Work instruction: Every line below is to be set down again exactly; any image stays out.

Data for processing:
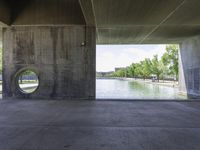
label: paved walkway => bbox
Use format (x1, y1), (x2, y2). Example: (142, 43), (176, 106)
(0, 100), (200, 150)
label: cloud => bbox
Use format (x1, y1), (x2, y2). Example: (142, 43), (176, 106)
(96, 45), (166, 72)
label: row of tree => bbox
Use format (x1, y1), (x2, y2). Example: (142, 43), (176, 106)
(111, 45), (179, 81)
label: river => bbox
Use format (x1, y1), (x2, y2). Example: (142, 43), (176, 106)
(96, 78), (187, 100)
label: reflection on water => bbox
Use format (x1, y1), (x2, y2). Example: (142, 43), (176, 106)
(96, 79), (187, 100)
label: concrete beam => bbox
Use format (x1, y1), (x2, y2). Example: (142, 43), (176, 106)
(1, 0), (200, 43)
(9, 0), (86, 25)
(93, 0), (200, 44)
(0, 1), (11, 26)
(79, 0), (96, 26)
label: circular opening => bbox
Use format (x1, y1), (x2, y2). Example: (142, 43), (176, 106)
(17, 70), (39, 94)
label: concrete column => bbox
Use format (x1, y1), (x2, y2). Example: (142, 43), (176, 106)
(0, 28), (2, 44)
(179, 36), (200, 99)
(178, 47), (187, 95)
(3, 26), (96, 100)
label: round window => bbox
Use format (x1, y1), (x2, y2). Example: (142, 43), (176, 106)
(17, 70), (39, 94)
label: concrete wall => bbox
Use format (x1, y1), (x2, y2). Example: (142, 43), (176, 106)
(179, 36), (200, 98)
(3, 26), (96, 100)
(178, 47), (187, 95)
(0, 28), (2, 44)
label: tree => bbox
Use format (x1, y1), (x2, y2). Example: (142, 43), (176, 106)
(151, 55), (162, 81)
(113, 69), (126, 77)
(159, 59), (169, 81)
(128, 63), (136, 78)
(126, 66), (133, 77)
(162, 45), (179, 80)
(143, 58), (152, 79)
(110, 44), (179, 81)
(140, 59), (152, 80)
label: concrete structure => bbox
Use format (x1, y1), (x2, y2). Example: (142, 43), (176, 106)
(3, 26), (96, 99)
(0, 0), (200, 99)
(179, 36), (200, 98)
(1, 0), (96, 99)
(0, 100), (200, 149)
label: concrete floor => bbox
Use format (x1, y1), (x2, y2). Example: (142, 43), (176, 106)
(0, 100), (200, 150)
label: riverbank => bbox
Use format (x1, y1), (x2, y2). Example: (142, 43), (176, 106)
(97, 77), (179, 88)
(130, 78), (178, 88)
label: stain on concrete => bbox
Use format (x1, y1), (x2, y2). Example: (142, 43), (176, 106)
(60, 27), (68, 60)
(14, 30), (35, 64)
(180, 36), (200, 98)
(3, 26), (96, 99)
(50, 27), (58, 98)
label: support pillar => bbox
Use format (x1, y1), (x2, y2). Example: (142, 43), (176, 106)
(3, 26), (96, 100)
(179, 36), (200, 99)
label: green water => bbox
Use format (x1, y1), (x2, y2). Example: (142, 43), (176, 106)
(96, 79), (187, 100)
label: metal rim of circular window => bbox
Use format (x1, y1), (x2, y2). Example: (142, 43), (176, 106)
(15, 69), (40, 94)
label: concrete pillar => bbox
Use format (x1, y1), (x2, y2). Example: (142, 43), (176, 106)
(179, 36), (200, 99)
(178, 47), (187, 95)
(0, 28), (2, 44)
(3, 26), (96, 100)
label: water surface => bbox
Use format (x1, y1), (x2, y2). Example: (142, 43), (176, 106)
(96, 79), (187, 100)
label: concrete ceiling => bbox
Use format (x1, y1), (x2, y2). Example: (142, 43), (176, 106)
(1, 0), (200, 44)
(91, 0), (200, 44)
(0, 0), (85, 25)
(0, 1), (11, 25)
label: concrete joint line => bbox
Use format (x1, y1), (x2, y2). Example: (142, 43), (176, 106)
(91, 0), (99, 41)
(79, 0), (88, 24)
(139, 0), (186, 44)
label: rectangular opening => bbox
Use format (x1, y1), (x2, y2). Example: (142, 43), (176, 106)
(96, 44), (187, 100)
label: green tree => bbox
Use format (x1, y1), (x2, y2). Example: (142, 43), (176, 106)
(151, 55), (162, 81)
(113, 69), (126, 77)
(162, 45), (179, 79)
(134, 63), (142, 78)
(159, 60), (169, 81)
(126, 66), (132, 77)
(127, 63), (136, 78)
(142, 58), (152, 79)
(138, 59), (152, 80)
(110, 44), (179, 81)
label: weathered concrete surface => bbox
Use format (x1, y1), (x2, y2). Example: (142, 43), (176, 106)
(180, 36), (200, 98)
(0, 100), (200, 149)
(3, 26), (96, 99)
(178, 48), (187, 94)
(0, 1), (10, 26)
(1, 0), (200, 99)
(93, 0), (200, 44)
(0, 0), (85, 25)
(11, 0), (86, 25)
(79, 0), (96, 26)
(1, 0), (200, 43)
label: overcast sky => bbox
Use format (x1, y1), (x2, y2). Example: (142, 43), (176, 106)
(96, 45), (166, 72)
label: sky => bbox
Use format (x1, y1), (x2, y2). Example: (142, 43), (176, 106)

Response area:
label: paved walkway => bbox
Use format (x1, y1), (x2, y2). Example: (142, 43), (176, 106)
(0, 100), (200, 150)
label: cloud => bbox
Use format (x1, y1), (x2, y2). Example: (142, 43), (176, 106)
(96, 45), (166, 72)
label: row of tree => bbox
Use format (x1, y1), (x2, y2). Example: (142, 43), (176, 106)
(111, 45), (179, 81)
label: river => bbox
Use format (x1, y1), (x2, y2). Example: (142, 43), (176, 106)
(96, 78), (187, 100)
label: reflection on water => bbox
Use format (x1, y1), (x2, y2). Example: (142, 43), (176, 106)
(96, 79), (187, 100)
label: concrete beam => bbox
Use format (x1, y1), (x2, y2). Example: (142, 43), (176, 106)
(1, 0), (200, 43)
(9, 0), (86, 25)
(93, 0), (200, 44)
(0, 1), (11, 26)
(79, 0), (96, 26)
label: circular opening => bbox
Use format (x1, y1), (x2, y2). Example: (142, 43), (176, 106)
(17, 70), (39, 94)
label: concrete column => bbox
Use format (x1, y1), (x2, y2). Example: (142, 43), (176, 106)
(0, 28), (2, 44)
(179, 36), (200, 99)
(178, 47), (187, 95)
(3, 26), (96, 100)
label: round window => bbox
Use format (x1, y1), (x2, y2). Example: (142, 43), (176, 106)
(17, 70), (39, 94)
label: concrete wall => bbox
Use format (x1, y1), (x2, y2). Example: (142, 43), (176, 106)
(179, 36), (200, 98)
(3, 26), (96, 100)
(178, 47), (187, 95)
(0, 28), (2, 44)
label: tree => bbox
Use format (x1, y1), (x2, y2). Example: (142, 43), (176, 106)
(151, 55), (162, 81)
(113, 69), (126, 77)
(159, 59), (169, 81)
(128, 63), (136, 78)
(126, 66), (133, 77)
(162, 45), (179, 80)
(143, 58), (152, 79)
(110, 44), (179, 81)
(140, 59), (152, 80)
label: concrete structure => bbox
Use format (x1, y1), (x2, y2). Example: (142, 43), (176, 106)
(3, 26), (96, 99)
(0, 0), (200, 99)
(179, 36), (200, 98)
(1, 0), (96, 99)
(0, 100), (200, 149)
label: concrete floor => bbox
Use format (x1, y1), (x2, y2). Example: (142, 43), (176, 106)
(0, 100), (200, 150)
label: riverbank => bbox
Use format (x1, y1), (x2, y2). Example: (142, 43), (176, 106)
(97, 77), (179, 88)
(130, 78), (178, 88)
label: stain on concrete => bbox
Use format (x1, y1), (x2, y2). Example: (142, 43), (176, 106)
(60, 27), (68, 60)
(14, 30), (35, 64)
(180, 36), (200, 98)
(3, 26), (96, 99)
(50, 27), (58, 98)
label: support pillar => bbox
Use format (x1, y1), (x2, y2). Example: (142, 43), (176, 106)
(3, 26), (96, 100)
(179, 36), (200, 99)
label: green water => bbox
Use format (x1, y1), (x2, y2). Example: (142, 43), (176, 106)
(96, 79), (187, 100)
label: metal rim of circular window => bbox
Use format (x1, y1), (x2, y2). Example: (142, 43), (176, 106)
(15, 69), (40, 94)
label: concrete pillar => bbox
Use format (x1, y1), (x2, y2). Example: (142, 43), (176, 106)
(179, 36), (200, 99)
(178, 47), (187, 95)
(0, 28), (2, 44)
(3, 26), (96, 100)
label: water surface => bbox
Use format (x1, y1), (x2, y2). Example: (142, 43), (176, 106)
(96, 79), (187, 100)
label: concrete ceiling => bbox
Use format (x1, y1), (x2, y2). Example: (142, 43), (176, 106)
(1, 0), (200, 44)
(91, 0), (200, 44)
(0, 0), (85, 25)
(0, 1), (11, 25)
label: concrete joint line => bbox
Use format (x1, y1), (x2, y2). Example: (142, 43), (176, 106)
(91, 0), (99, 41)
(79, 0), (88, 24)
(139, 0), (186, 44)
label: rectangular opening => bbox
Use format (x1, y1), (x2, y2). Example: (142, 43), (176, 106)
(96, 44), (187, 100)
label: green tree => bbox
Use format (x1, y1), (x2, y2). Example: (142, 43), (176, 106)
(151, 55), (162, 81)
(113, 69), (126, 77)
(162, 45), (179, 79)
(134, 63), (142, 78)
(159, 60), (169, 81)
(126, 66), (132, 77)
(127, 63), (136, 78)
(142, 58), (152, 79)
(138, 59), (152, 80)
(110, 44), (179, 81)
label: weathered concrete surface => bbox
Use format (x1, y1), (x2, y2). Example: (142, 43), (176, 106)
(180, 36), (200, 98)
(0, 100), (200, 149)
(3, 26), (96, 99)
(178, 48), (187, 94)
(0, 1), (10, 26)
(1, 0), (200, 99)
(93, 0), (200, 44)
(0, 0), (85, 25)
(11, 0), (86, 25)
(79, 0), (96, 26)
(1, 0), (200, 43)
label: overcast sky => bbox
Use format (x1, y1), (x2, y2). Example: (142, 43), (176, 106)
(96, 45), (166, 72)
label: sky => bbox
Use format (x1, y1), (x2, y2). Example: (142, 43), (176, 106)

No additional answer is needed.